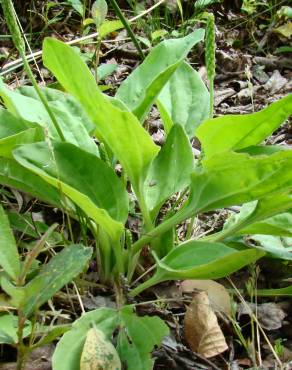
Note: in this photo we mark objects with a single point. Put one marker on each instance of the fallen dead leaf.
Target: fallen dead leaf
(201, 327)
(218, 295)
(269, 315)
(285, 30)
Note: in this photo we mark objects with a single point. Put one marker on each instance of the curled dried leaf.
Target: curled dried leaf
(202, 330)
(99, 353)
(217, 293)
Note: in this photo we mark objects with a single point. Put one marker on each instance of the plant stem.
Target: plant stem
(21, 353)
(158, 230)
(147, 284)
(128, 28)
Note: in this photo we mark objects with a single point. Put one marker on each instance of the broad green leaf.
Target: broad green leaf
(8, 144)
(278, 247)
(25, 223)
(9, 258)
(84, 178)
(98, 352)
(184, 99)
(15, 131)
(258, 213)
(109, 27)
(9, 329)
(120, 130)
(31, 109)
(71, 344)
(63, 101)
(106, 69)
(280, 292)
(141, 88)
(14, 175)
(170, 170)
(279, 225)
(60, 270)
(77, 5)
(230, 179)
(263, 149)
(137, 338)
(199, 260)
(235, 132)
(50, 333)
(201, 4)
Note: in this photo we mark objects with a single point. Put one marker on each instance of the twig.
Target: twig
(37, 54)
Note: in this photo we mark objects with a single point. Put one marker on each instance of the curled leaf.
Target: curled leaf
(99, 353)
(202, 330)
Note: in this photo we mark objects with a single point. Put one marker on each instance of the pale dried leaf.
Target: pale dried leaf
(202, 330)
(270, 315)
(218, 295)
(99, 353)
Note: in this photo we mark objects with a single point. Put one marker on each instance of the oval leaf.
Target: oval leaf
(61, 269)
(120, 130)
(83, 177)
(141, 88)
(170, 171)
(184, 100)
(235, 132)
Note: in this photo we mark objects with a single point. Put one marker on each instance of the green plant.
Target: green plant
(28, 294)
(79, 177)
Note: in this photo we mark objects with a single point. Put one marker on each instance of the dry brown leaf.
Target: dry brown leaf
(99, 353)
(218, 295)
(202, 330)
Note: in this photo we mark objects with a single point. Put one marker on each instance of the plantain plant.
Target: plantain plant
(169, 186)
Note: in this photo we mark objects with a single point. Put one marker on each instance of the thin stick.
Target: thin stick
(37, 54)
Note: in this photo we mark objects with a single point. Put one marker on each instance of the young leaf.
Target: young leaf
(71, 344)
(63, 101)
(32, 110)
(230, 179)
(141, 88)
(15, 131)
(71, 169)
(235, 132)
(200, 260)
(61, 269)
(170, 171)
(77, 5)
(137, 338)
(99, 12)
(109, 27)
(278, 247)
(9, 258)
(120, 130)
(14, 175)
(98, 352)
(184, 100)
(279, 225)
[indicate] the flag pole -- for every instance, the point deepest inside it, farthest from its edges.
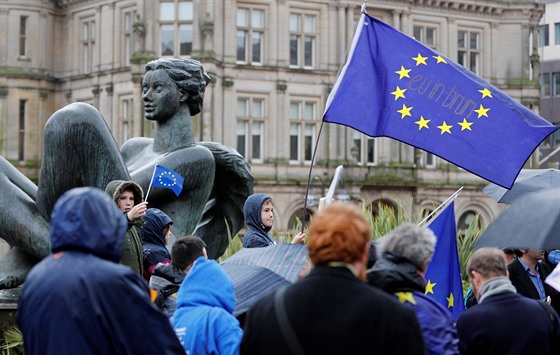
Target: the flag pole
(445, 203)
(305, 212)
(151, 181)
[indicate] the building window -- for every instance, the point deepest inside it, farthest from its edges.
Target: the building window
(468, 45)
(364, 149)
(430, 160)
(176, 28)
(556, 84)
(543, 35)
(426, 35)
(545, 84)
(88, 46)
(303, 32)
(126, 118)
(465, 221)
(250, 128)
(23, 36)
(250, 36)
(21, 131)
(302, 130)
(128, 36)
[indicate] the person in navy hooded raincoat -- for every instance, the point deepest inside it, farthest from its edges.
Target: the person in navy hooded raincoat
(79, 300)
(204, 320)
(259, 216)
(155, 236)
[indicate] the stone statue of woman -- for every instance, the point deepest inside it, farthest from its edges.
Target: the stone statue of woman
(81, 151)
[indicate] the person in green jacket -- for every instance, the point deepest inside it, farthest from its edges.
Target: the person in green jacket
(128, 196)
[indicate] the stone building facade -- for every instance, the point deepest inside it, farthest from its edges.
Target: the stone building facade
(549, 77)
(273, 64)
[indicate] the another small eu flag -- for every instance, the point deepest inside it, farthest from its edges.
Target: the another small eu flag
(443, 277)
(394, 86)
(167, 178)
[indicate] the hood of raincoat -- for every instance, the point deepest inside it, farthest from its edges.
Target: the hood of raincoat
(206, 284)
(116, 187)
(252, 212)
(155, 222)
(86, 219)
(393, 273)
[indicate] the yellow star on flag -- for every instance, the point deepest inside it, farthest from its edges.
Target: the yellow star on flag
(430, 287)
(485, 93)
(405, 111)
(420, 60)
(445, 128)
(482, 111)
(422, 123)
(403, 73)
(465, 125)
(405, 297)
(450, 300)
(399, 93)
(439, 59)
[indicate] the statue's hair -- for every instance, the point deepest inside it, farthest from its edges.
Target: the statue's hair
(339, 233)
(416, 244)
(188, 75)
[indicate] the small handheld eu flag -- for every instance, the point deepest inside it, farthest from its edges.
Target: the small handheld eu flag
(166, 178)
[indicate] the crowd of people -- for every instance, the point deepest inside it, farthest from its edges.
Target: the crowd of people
(80, 300)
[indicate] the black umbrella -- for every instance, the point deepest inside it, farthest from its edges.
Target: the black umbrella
(251, 283)
(256, 272)
(528, 180)
(532, 221)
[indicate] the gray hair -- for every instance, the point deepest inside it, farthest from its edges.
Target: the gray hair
(489, 262)
(417, 244)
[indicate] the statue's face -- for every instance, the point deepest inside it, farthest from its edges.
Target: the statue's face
(162, 98)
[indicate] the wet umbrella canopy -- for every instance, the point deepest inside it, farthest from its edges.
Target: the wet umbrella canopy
(256, 272)
(532, 221)
(529, 180)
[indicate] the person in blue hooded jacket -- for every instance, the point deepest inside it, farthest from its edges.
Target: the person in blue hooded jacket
(405, 255)
(79, 300)
(155, 236)
(259, 217)
(204, 321)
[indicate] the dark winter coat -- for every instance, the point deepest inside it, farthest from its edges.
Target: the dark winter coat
(332, 312)
(79, 300)
(525, 286)
(153, 240)
(507, 323)
(399, 277)
(165, 280)
(132, 253)
(257, 234)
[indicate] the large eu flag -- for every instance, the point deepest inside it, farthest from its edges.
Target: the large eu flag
(394, 86)
(167, 178)
(443, 277)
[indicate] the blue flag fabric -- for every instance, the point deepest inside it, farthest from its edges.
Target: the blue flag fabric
(167, 178)
(443, 277)
(394, 86)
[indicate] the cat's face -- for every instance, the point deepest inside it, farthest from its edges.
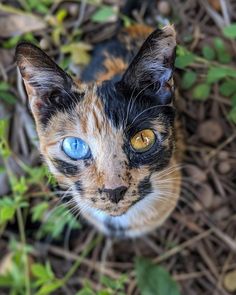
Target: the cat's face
(106, 142)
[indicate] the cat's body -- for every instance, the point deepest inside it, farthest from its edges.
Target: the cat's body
(122, 115)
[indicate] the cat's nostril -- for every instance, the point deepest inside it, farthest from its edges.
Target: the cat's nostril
(117, 194)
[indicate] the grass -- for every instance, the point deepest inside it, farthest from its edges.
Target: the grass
(31, 202)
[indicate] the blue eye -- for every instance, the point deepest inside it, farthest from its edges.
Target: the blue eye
(76, 148)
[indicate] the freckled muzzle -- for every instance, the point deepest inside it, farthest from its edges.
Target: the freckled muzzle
(115, 195)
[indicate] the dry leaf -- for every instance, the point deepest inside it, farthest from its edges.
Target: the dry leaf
(230, 281)
(17, 22)
(79, 52)
(215, 4)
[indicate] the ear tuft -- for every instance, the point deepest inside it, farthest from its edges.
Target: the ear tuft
(154, 64)
(39, 72)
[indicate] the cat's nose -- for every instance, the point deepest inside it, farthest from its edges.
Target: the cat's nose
(117, 194)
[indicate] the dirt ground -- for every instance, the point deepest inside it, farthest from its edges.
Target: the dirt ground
(197, 244)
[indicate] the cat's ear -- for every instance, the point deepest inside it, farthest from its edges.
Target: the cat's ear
(40, 74)
(153, 65)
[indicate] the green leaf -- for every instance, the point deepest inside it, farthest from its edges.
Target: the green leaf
(227, 88)
(230, 31)
(183, 61)
(153, 279)
(218, 73)
(42, 272)
(103, 14)
(86, 291)
(233, 100)
(61, 15)
(232, 115)
(7, 97)
(201, 91)
(6, 213)
(223, 54)
(49, 288)
(4, 86)
(208, 52)
(188, 79)
(39, 210)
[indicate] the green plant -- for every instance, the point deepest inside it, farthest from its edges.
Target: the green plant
(215, 69)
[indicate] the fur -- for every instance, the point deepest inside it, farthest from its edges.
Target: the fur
(122, 92)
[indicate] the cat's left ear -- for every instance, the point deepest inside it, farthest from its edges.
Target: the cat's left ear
(40, 74)
(153, 66)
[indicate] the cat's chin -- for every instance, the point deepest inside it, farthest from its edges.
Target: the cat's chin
(113, 210)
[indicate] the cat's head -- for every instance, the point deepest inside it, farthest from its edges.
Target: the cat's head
(106, 142)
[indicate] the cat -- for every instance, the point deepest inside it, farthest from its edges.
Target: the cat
(111, 139)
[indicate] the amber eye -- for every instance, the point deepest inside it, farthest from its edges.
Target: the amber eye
(143, 140)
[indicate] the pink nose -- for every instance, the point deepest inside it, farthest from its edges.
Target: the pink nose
(115, 195)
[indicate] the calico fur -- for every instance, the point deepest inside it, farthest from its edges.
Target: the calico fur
(127, 87)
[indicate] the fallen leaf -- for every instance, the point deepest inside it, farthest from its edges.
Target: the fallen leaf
(79, 52)
(16, 22)
(230, 281)
(215, 4)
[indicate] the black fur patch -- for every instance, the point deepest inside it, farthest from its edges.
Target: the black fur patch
(55, 102)
(144, 187)
(78, 186)
(137, 116)
(66, 168)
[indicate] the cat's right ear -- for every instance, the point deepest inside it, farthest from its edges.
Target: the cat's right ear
(40, 74)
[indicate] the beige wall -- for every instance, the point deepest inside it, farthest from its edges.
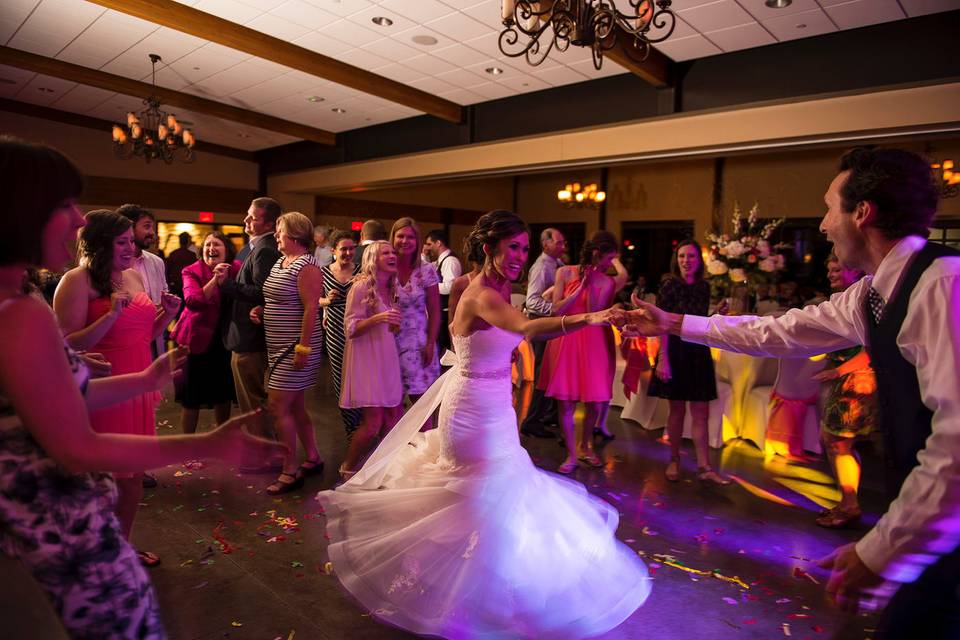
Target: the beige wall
(92, 151)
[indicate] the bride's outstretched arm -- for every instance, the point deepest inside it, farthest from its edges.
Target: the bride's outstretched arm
(493, 309)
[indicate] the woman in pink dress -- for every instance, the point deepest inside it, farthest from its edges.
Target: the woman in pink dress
(371, 364)
(102, 307)
(579, 367)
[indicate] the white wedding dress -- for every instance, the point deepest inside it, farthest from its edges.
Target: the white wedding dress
(456, 533)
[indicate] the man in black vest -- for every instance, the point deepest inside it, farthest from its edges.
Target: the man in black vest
(448, 270)
(241, 336)
(907, 314)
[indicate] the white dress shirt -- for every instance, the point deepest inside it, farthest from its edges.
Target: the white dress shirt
(923, 523)
(543, 274)
(153, 272)
(450, 269)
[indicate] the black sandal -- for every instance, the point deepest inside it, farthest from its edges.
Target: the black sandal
(311, 468)
(280, 486)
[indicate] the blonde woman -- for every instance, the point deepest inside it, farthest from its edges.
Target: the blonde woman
(418, 300)
(291, 318)
(371, 366)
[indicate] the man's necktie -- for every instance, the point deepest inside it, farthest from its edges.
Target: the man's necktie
(875, 300)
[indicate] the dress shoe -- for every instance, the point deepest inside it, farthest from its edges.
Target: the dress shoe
(535, 429)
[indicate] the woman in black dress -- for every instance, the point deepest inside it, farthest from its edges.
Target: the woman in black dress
(337, 279)
(684, 371)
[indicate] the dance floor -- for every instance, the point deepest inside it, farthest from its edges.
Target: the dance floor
(726, 562)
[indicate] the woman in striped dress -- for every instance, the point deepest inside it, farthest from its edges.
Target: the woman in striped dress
(337, 279)
(294, 337)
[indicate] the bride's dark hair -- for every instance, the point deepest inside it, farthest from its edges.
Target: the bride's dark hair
(490, 229)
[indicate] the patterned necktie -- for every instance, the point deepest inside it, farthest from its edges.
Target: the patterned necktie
(875, 300)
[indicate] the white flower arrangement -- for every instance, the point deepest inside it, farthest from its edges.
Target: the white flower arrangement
(746, 255)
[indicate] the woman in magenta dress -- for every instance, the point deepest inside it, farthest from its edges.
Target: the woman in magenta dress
(102, 307)
(579, 367)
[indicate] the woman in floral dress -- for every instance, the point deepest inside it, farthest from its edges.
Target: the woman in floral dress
(849, 412)
(418, 300)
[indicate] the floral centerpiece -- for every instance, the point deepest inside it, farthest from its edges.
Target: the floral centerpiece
(745, 256)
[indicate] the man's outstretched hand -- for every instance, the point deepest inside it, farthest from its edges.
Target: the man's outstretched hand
(646, 320)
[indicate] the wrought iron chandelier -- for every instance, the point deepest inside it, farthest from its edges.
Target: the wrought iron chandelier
(597, 24)
(153, 134)
(947, 179)
(581, 195)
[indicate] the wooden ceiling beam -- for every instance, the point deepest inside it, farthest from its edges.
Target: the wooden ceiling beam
(230, 34)
(657, 69)
(127, 86)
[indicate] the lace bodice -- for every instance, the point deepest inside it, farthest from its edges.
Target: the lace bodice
(485, 352)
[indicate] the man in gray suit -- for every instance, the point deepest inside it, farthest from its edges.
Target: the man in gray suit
(543, 274)
(241, 336)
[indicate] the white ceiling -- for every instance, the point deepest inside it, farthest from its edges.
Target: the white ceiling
(454, 68)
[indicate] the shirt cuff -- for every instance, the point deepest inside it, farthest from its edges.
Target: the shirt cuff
(694, 328)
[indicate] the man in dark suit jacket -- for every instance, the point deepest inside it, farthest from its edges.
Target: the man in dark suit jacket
(241, 336)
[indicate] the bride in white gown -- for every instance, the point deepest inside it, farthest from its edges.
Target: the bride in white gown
(455, 532)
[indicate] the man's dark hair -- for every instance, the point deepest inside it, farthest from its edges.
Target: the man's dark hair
(438, 235)
(899, 183)
(270, 207)
(133, 212)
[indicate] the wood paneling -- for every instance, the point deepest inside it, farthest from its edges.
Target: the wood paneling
(126, 86)
(209, 27)
(166, 195)
(37, 111)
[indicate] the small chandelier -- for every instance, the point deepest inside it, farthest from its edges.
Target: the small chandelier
(153, 134)
(947, 180)
(577, 195)
(584, 23)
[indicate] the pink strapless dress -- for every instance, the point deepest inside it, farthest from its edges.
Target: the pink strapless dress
(579, 366)
(127, 347)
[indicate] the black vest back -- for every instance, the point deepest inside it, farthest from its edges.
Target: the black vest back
(904, 420)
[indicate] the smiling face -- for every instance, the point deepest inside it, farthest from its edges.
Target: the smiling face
(840, 226)
(405, 242)
(144, 232)
(124, 250)
(386, 258)
(286, 243)
(214, 251)
(510, 256)
(840, 277)
(60, 235)
(689, 261)
(254, 224)
(345, 250)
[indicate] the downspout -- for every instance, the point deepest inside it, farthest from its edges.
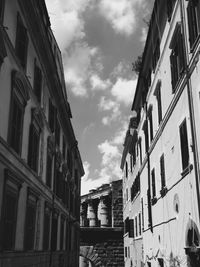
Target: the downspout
(190, 104)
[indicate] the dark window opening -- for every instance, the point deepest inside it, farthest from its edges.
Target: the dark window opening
(33, 151)
(184, 145)
(21, 45)
(30, 222)
(162, 171)
(193, 12)
(37, 84)
(153, 183)
(176, 57)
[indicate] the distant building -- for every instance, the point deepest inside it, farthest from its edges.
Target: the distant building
(166, 142)
(40, 164)
(101, 220)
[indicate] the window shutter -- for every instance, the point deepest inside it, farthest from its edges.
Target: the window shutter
(184, 145)
(37, 82)
(21, 42)
(131, 228)
(162, 171)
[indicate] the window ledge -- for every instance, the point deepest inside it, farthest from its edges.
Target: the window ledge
(163, 191)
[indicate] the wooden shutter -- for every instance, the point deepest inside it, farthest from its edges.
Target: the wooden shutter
(162, 171)
(37, 82)
(184, 145)
(21, 42)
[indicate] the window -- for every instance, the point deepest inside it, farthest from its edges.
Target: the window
(126, 252)
(153, 183)
(34, 140)
(49, 170)
(136, 227)
(145, 129)
(57, 132)
(126, 169)
(126, 226)
(62, 223)
(193, 12)
(131, 230)
(140, 148)
(46, 229)
(54, 232)
(184, 145)
(21, 44)
(135, 188)
(177, 56)
(31, 208)
(140, 228)
(161, 262)
(64, 148)
(51, 116)
(157, 93)
(19, 98)
(9, 212)
(162, 171)
(156, 55)
(170, 7)
(37, 84)
(150, 120)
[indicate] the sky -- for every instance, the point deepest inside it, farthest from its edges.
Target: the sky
(99, 40)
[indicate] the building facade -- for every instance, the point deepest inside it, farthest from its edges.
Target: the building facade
(167, 145)
(101, 221)
(40, 164)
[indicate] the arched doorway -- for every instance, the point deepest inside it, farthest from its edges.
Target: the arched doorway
(192, 244)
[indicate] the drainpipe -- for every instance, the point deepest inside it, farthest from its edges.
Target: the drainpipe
(190, 104)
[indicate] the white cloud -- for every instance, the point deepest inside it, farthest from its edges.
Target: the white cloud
(67, 24)
(77, 67)
(98, 84)
(113, 107)
(121, 15)
(123, 90)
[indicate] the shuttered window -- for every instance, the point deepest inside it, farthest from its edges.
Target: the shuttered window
(46, 229)
(170, 7)
(158, 98)
(49, 170)
(21, 45)
(153, 183)
(16, 126)
(162, 171)
(37, 85)
(31, 209)
(9, 214)
(176, 57)
(33, 152)
(54, 232)
(51, 116)
(193, 13)
(132, 229)
(62, 223)
(184, 145)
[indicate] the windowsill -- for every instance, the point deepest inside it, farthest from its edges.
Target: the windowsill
(163, 191)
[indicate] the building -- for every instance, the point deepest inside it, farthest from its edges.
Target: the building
(167, 145)
(132, 209)
(101, 220)
(40, 164)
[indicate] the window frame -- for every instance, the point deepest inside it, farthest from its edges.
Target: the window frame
(19, 41)
(184, 145)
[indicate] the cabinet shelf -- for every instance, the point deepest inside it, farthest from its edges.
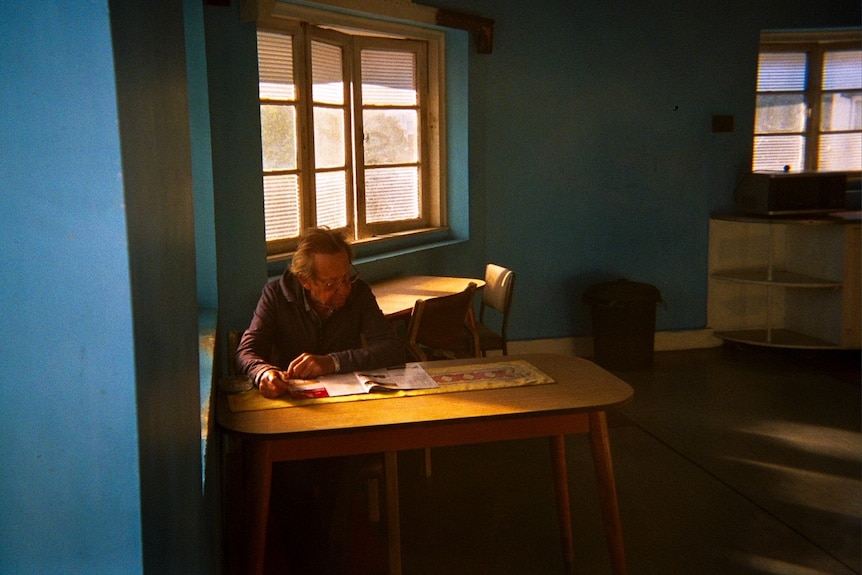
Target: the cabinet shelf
(784, 338)
(791, 283)
(776, 278)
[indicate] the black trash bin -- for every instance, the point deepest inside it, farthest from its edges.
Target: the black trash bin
(623, 323)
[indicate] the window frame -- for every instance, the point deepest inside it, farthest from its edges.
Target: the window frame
(815, 44)
(290, 19)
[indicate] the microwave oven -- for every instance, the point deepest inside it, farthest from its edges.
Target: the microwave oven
(789, 193)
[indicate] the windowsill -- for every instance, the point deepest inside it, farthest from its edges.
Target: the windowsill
(378, 249)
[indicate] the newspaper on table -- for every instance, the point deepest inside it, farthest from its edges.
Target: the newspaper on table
(409, 376)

(What you have to do)
After dropping the pictures, reproduce exactly the lines from the first line of the entries through the line containing "broad green leaf.", both included.

(Exercise solution)
Note: in this photo we mark objects with a single point. Put one marker on each instance of the fallen dead leaf.
Target: fallen dead leaf
(201, 327)
(218, 295)
(269, 315)
(285, 30)
Note: in this photo we mark objects with a single point. Put one marker on each instance of the curled dried leaf.
Target: curled dried leaf
(202, 330)
(99, 353)
(217, 293)
Note: in this photo we mark objects with a single point. Put one marker on each instance of the plant stem.
Target: plant stem
(21, 353)
(158, 230)
(147, 284)
(128, 28)
Note: in this photo we mark objects with a single point. Put one marker on each instance of the broad green leaf.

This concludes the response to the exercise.